Copy exactly the last part of the entries, starting from the line with "Would you mind marking the green lawn" and including the final line.

[Rows from a pointing dataset]
# # #

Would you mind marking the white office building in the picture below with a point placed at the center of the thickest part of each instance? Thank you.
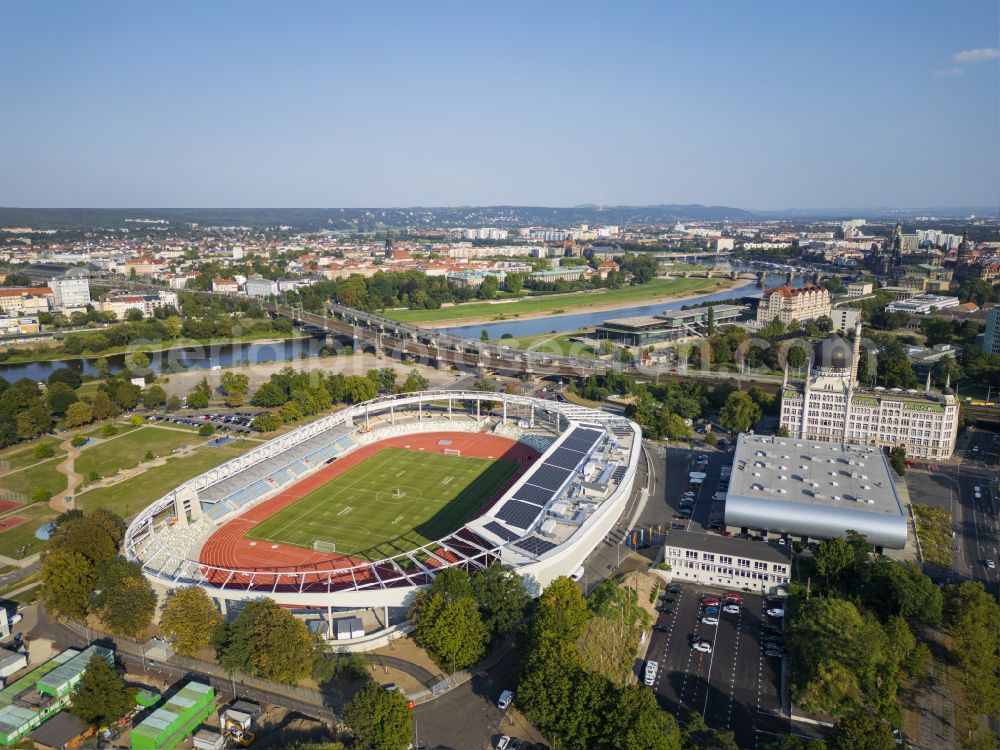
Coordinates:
(711, 560)
(922, 304)
(70, 291)
(832, 406)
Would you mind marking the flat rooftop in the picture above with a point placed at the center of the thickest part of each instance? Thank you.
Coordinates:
(814, 473)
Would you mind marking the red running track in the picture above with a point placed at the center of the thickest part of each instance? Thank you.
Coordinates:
(228, 547)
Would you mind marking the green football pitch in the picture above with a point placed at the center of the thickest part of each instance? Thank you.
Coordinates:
(393, 502)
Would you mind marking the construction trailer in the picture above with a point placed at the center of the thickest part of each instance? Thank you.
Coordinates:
(44, 691)
(167, 726)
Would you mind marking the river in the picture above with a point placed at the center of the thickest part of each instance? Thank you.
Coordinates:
(179, 359)
(578, 321)
(292, 350)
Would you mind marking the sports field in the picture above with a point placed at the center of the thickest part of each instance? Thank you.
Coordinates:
(393, 502)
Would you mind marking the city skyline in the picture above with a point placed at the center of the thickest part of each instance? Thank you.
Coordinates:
(320, 106)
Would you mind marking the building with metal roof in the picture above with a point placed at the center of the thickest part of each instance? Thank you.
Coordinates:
(812, 489)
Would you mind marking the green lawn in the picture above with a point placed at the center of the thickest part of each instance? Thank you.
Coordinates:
(20, 541)
(129, 450)
(43, 474)
(394, 502)
(129, 497)
(24, 455)
(121, 428)
(572, 302)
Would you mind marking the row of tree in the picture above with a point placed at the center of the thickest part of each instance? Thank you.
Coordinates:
(292, 395)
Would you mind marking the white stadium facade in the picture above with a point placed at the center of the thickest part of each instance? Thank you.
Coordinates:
(544, 525)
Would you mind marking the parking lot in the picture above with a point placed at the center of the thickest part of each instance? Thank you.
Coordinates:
(735, 686)
(236, 422)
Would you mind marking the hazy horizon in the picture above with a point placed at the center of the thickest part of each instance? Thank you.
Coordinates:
(787, 106)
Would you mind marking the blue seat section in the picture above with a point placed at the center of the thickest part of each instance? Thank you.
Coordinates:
(249, 493)
(281, 476)
(215, 511)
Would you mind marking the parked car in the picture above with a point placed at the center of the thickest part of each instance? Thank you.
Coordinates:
(650, 675)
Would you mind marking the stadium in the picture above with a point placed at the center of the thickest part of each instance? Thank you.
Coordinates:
(342, 520)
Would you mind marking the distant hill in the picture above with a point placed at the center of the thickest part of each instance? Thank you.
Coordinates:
(367, 219)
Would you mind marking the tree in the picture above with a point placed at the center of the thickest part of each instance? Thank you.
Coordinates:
(234, 386)
(897, 459)
(502, 598)
(266, 422)
(450, 628)
(269, 395)
(197, 399)
(123, 598)
(44, 450)
(381, 718)
(267, 641)
(635, 721)
(739, 413)
(67, 580)
(102, 407)
(560, 612)
(189, 619)
(129, 606)
(101, 697)
(154, 396)
(414, 382)
(860, 730)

# # #

▶ **Complete answer**:
Would you mind marking the green lawn in the picture above with a point placed at the center of the thickest part of each instance? Thank you.
Coordinates:
(20, 541)
(129, 450)
(43, 474)
(394, 502)
(129, 497)
(24, 455)
(121, 428)
(572, 302)
Would you mind marking the row of tree in the picture above with a point placed at the center of the thickest part of each instance? Thank you.
Coordinates:
(292, 395)
Would you mind marking the white stadium facade in the picture above with a point placed at the center of the thickest part of each instance? Thank you.
Coordinates:
(544, 525)
Would you mind marking the parking lot in the picture above with a point placed at the center of the thickest part of each instance? Thank you.
Coordinates:
(735, 686)
(236, 422)
Would you mind marking the hazy horizon in the picture above with a point placed at the center of the thickest part of each instance? Thank you.
Coordinates:
(787, 106)
Would you mind marking the blue seat section in the picture above with a point placed at the center of the thickest part of each instance? Thank you.
Coordinates:
(249, 493)
(281, 476)
(215, 511)
Would you mind marking the parked car in the picture above with a point placed at the center of the thickest part of each instance? Thank you.
Coordinates:
(650, 675)
Would you mind marking the stadium in the picture above with a point placed at the center of the thickest part of each instance? Thank you.
Coordinates:
(342, 520)
Would you mind marking the distant hill in the picture above with a point placed at the center of the thickest part of each instance? Thank you.
Coordinates:
(367, 219)
Would you mind marking the tree in the picture above with a point placed at the center of the thickest part of each instance? Thank you.
Coordinates:
(234, 386)
(897, 459)
(502, 598)
(266, 422)
(450, 628)
(269, 395)
(197, 399)
(123, 598)
(44, 450)
(381, 718)
(267, 641)
(635, 721)
(739, 413)
(67, 580)
(102, 407)
(560, 612)
(189, 619)
(129, 606)
(101, 697)
(154, 396)
(414, 382)
(860, 730)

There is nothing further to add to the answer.